### Written instruction 1
In the blog post, what color marks countries with pending FOI efforts on the map?
### Written instruction 2
Please continue the blog post from where it stops.

Low Culture is a website dedicated to up-to-the-minute (well, sort of) satirical commentary on news and trends and the like. It's highly irreverent and funny. Here is an example, a favorite posting of mine by JP, which comments on Reagan's death a few months back.
Oh, also, I am a part-time author there too. So, go check it out every once in awhile.
This map just came out today, it illustrates the circulation of FOI laws worldwide. With the pending efforts in yellow and the already established in green, it gives you a good picture of how the majority of the world is now considering information access as a viable and important goal. It's definitely a sign of things.
I received some help recently from Cecilia, reading and editing my corruption chapter, still in progress, though truly expanded into 2 chapters. The biggest help was just going through parts of my writing where i made incomplete connections or wrote about things without much of a logical explanation or linkage.
In one chapter, I almost offhandedly referred to a debt crisis from the early 1980's and Cecilia simply wrote "where?" Wanting to know more about this myself, I started doing some more research. There's always a threat that this kind of thing could lead you astray. But for one, it's relevant and for two, it's interesting. It's especially relevant because Poland was involved.

Mask labeling examples:
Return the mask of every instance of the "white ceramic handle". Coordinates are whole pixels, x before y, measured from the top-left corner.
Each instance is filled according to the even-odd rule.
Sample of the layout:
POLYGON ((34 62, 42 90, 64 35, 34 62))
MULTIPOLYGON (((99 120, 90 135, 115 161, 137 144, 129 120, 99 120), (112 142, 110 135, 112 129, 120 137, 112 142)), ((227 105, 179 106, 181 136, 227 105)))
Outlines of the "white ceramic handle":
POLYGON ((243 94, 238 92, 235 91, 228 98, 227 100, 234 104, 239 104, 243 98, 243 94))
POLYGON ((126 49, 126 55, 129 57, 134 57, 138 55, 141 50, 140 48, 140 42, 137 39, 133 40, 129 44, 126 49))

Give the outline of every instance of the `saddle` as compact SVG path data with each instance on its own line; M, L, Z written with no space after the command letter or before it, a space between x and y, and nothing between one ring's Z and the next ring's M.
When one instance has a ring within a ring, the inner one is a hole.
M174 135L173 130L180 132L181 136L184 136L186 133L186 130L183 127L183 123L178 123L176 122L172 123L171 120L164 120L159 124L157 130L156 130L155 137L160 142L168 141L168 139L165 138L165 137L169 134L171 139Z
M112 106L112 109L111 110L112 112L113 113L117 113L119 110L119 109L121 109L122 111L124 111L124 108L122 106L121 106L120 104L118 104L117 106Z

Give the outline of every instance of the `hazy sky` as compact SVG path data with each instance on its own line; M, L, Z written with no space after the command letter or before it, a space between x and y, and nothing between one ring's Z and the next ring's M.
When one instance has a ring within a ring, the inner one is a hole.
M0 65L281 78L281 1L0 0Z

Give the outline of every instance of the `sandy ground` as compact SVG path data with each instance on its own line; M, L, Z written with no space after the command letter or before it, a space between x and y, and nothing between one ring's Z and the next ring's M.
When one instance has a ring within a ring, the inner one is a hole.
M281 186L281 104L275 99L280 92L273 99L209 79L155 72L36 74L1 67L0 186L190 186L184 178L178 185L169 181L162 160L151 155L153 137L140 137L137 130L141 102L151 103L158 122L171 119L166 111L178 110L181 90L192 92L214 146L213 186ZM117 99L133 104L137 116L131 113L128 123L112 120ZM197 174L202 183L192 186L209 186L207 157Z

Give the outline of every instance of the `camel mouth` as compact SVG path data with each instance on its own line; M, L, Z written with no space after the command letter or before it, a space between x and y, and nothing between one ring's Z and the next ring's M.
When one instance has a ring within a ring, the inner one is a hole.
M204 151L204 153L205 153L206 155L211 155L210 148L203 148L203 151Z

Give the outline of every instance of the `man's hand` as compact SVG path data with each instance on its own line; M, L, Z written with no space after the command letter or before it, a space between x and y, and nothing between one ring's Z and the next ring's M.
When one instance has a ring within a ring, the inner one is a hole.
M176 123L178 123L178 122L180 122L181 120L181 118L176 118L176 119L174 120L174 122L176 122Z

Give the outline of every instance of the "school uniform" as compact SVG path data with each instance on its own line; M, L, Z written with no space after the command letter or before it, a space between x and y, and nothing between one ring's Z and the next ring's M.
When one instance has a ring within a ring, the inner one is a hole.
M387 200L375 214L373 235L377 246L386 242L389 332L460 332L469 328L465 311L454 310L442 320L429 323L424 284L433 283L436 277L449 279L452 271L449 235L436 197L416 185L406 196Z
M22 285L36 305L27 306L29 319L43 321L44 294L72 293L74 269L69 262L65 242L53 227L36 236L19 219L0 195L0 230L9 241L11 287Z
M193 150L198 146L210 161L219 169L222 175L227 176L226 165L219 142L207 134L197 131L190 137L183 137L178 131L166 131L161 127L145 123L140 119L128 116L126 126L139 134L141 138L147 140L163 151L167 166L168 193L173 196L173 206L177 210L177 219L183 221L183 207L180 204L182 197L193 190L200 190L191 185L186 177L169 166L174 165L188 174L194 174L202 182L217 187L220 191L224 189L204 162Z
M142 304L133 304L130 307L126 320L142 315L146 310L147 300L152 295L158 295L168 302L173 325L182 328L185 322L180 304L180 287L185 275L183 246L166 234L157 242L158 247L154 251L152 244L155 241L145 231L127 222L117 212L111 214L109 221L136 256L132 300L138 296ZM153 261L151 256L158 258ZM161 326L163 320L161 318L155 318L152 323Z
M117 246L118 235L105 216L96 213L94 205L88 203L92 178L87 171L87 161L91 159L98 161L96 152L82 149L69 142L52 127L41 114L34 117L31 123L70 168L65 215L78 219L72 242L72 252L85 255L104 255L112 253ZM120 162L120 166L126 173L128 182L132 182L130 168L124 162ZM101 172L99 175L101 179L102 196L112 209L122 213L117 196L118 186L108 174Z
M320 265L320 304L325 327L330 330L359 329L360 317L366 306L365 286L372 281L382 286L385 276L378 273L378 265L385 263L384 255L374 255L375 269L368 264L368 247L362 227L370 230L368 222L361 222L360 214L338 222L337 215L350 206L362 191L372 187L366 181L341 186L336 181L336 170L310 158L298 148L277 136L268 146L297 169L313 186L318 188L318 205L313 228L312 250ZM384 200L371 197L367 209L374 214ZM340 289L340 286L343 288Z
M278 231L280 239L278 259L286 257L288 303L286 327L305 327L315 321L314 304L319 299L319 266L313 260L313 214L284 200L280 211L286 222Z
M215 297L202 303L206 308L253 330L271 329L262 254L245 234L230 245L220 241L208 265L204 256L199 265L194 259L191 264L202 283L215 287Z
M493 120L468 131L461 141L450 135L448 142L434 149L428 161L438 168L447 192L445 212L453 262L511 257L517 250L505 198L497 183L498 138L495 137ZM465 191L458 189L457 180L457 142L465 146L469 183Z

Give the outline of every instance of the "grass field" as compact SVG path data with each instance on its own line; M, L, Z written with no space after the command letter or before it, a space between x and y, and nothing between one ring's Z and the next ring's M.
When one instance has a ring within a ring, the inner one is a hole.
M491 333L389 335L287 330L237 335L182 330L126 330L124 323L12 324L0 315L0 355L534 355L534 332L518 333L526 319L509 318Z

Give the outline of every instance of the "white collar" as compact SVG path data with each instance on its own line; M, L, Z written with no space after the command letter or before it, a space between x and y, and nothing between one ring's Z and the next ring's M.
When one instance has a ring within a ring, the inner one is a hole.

### Final result 1
Yellow.

### Final result 2
Basically, in 1982 Poland went bankrupt. Mexico too. As did Romania, Venezuela, Brazil, Argentina, and a bunch of others. They all defaulted on their loans in the billions of dollars, money owed to Western banks. It was a crisis that hit just about every non-oil-exporting developing country in the early 80's. It was mostly shocking to me to read about the complete lack of accountability for these loans. Banks were handing out money without asking for much information, especially when it came to Soviet bloc countries where economic data was a state secret anyways. Of course, it all stemmed from a heinous cycle of loaning to balance trade deficits and Western bankers passing off all of their debts onto developing countries. I will bracket all heinous acts for the time being because I am currently interested in openness and transparency, the lack thereof before the debt crisis and the increasing importance following it. The crisis appears to be an important landmark event in the transformation of development policy towards "neoliberalism" & structural adjustment policy promoting markets.
Can anyone lend a helpful source or sources for this line of research? I'm reading a general story of the debt crisis, Debt Shock (1984) by Delamaide. I found an IMF history, the Silent Revolution by Boughton (2001), and The International Debt Crisis in Historical Perspective (1989) by Eichengreen and Lindert. I have yet to find a decent analysis of information issues, secrecy and transparency, as they relate to the crisis.
at the moment, i'm working through refining my arguments about the study of corruption as it changed from the 60's through the present. if anyone knows much about the history of political science, please feel free to enlighten me and us.
james scott in 1969 and samuel huntington in 1968 argue that corruption can be a good thing for underpriviliged social groups in less developed countries because it can offer them ways to put forward their political interests and effect policy change or implementation practices.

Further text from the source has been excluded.